#### [GIVEN PASSAGE]
··········

A Tlicho mother of four children says the system is stacked against her family after the territorial government failed to implement important amendments after one of her children showed signs of abuse while in the care of the Northwest Territories department of Child and Family Services.
The mother, who can’t be named because her children are in the care of the state, says she’s been battling the agency ever since moving from the remote community of Wekweeti to Yellowknife.
“To have our children have better education level, more activities,” said the mother. “But we struggled in our relationship so after my daughter was born we had our ups and downs. We both started relapsing and our children got apprehended in January 2022.
“It came as a complete shock to me because they didn’t inform me that they were going to apprehend my child.”
The mother and her husband started the year with four children in care – gone to an unfamiliar home with guardians they had never met.
“At the time they didn’t even ask ‘is there a place you would like to put them in the family placement home,’” she said.
While the mother admits to having these “ups and downs,” she said she never expected that her children could be at risk of mistreatment while in foster care.
She told APTN News that she’s brought her toddler to the hospital twice after discovering bruises on him after being in care.
A doctor’s note dated February 2022 stated that the bruises should be investigated and “were concerning to the parents.”
The mother said the child and family services conduct their own investigations.
“When they did their own investigation, they said ‘the foster parent said it’s from falling off a bed,’” she said. “He had bruises in his ears, bruises above his private part, bruises on his legs, a lot of multiple bruises.
Both parents speak their traditional language and struggle with English – especially when it comes to the legal system.
“It’s stressful when you don’t understand the system. There are some words they say and we don’t understand. There’s no advocate,” she said.
“The way the advocate would explain to someone who doesn’t understand.”
In the Northwest Territories, 98 per cent of the young people in care are Indigenous.
The territorial government says over-representation is due to a history of colonization.
But this past spring, the territorial government laid out a proposed amendment to the Child and Family Services Act.

··········

#### [INPUT DATA]
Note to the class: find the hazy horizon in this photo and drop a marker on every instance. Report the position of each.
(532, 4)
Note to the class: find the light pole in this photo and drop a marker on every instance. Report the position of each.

··········

#### [WORK REQUEST A]
Quote the article on the Tlicho mother, starting at "While the mother" and ending at "in foster care.".
#### [WORK REQUEST B]
Answer these questions using the article on the Tlicho mother.
(i) From which remote community did the mother move to Yellowknife?
(ii) In what month and year were her children apprehended?
(iii) What share of young people in care in the Northwest Territories are Indigenous?
The data here come from a separate source, unrelated to the article.

#### [FINAL ANSWER A]
While the mother admits to having these “ups and downs,” she said she never expected that her children could be at risk of mistreatment while in foster care.

#### [FINAL ANSWER B]
(i) Wekweeti
(ii) January 2022
(iii) 98 percent